* _Problem_: Copy out each line of the data holding "pixel".

* _Provided entries_:
>>>
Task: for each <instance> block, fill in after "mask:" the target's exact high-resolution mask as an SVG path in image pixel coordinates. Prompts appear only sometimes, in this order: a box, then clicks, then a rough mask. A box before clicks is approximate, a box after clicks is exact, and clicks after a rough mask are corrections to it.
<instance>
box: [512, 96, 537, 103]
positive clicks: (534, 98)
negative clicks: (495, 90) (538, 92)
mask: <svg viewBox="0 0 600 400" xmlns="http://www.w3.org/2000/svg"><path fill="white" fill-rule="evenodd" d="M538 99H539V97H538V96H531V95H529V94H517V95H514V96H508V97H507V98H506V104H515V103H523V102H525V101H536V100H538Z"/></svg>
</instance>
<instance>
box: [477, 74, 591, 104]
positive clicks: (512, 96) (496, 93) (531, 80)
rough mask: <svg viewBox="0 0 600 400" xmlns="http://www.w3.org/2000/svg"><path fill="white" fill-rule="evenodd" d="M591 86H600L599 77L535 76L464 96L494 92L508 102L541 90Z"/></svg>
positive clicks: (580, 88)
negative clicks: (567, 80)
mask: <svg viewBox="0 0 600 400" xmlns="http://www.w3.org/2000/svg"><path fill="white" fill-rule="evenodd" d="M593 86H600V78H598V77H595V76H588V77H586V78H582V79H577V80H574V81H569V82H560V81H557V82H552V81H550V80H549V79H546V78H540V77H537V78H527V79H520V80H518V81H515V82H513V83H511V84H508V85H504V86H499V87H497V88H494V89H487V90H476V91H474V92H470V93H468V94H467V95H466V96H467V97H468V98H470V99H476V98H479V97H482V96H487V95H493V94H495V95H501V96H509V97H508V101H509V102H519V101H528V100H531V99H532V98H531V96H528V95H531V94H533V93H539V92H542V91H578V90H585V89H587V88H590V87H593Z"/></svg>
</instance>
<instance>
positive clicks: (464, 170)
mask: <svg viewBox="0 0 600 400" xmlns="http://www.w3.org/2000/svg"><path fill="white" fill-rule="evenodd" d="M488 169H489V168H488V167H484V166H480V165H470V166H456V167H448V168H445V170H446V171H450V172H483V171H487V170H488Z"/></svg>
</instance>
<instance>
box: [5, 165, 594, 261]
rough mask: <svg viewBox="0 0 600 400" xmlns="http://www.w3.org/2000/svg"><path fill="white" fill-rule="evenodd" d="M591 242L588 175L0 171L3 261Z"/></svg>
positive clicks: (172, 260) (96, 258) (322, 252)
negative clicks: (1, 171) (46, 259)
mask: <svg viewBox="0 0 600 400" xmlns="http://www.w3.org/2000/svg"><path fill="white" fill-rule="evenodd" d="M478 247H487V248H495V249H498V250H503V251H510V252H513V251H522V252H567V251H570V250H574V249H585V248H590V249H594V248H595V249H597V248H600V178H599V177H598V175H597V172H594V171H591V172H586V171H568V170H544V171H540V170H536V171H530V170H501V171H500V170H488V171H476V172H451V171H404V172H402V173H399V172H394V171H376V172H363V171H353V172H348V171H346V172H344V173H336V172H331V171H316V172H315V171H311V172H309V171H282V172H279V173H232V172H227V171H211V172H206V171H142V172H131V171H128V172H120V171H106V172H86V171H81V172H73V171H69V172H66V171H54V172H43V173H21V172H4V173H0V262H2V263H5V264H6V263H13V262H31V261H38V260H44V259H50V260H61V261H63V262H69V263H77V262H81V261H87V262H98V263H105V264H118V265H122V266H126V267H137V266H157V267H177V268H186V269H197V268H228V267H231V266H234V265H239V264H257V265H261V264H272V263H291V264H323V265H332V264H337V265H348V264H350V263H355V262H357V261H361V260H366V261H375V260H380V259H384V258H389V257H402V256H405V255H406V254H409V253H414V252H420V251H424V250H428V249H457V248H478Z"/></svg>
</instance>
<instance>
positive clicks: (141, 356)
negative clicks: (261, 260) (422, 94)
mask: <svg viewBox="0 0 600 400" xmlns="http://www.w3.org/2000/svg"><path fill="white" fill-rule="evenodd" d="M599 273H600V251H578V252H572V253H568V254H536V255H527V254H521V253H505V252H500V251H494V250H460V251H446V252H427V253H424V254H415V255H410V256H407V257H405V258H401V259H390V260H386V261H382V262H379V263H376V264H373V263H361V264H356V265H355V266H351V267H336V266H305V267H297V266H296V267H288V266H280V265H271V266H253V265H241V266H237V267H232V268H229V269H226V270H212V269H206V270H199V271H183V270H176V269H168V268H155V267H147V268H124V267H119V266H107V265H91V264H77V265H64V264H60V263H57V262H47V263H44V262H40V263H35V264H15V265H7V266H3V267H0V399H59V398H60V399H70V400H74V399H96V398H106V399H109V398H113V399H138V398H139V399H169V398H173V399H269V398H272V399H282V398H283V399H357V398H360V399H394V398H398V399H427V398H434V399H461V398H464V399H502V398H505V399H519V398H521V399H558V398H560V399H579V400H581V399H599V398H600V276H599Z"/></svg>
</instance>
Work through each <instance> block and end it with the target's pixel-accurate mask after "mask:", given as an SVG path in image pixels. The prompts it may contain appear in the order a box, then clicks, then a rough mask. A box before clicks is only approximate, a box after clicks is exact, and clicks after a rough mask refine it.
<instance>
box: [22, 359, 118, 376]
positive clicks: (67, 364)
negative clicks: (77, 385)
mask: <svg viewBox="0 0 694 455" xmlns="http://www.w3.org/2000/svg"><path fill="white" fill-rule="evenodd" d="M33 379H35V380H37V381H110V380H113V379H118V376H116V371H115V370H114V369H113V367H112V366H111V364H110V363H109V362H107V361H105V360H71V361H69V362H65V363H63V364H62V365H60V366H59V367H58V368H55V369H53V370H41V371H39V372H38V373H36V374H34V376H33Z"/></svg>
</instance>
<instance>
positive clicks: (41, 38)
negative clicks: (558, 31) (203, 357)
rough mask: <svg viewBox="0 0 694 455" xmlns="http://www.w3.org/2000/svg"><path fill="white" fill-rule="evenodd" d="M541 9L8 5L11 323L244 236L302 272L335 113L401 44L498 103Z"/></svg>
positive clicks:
<<<
* _Finished exercise_:
Task: for each <instance> block, fill in after "mask:" the target's exact high-resolution mask as an SVG path in image pixel coordinates. Prompts appear only sometimes, in this order: a box, then clicks, then a rough mask. A box before clicks is approximate, a box after clicks is exact, and clicks after a rough mask are corrections to it.
Work through each <instance> block and end it with the target's pixel-accurate mask after "mask:", given as an SVG path in image pixels. The prompts it may contain appear in the order a box, then clicks, then a rough mask. A box before clicks is only approximate, a box after clicks is exact, and clicks after a rough mask refine it.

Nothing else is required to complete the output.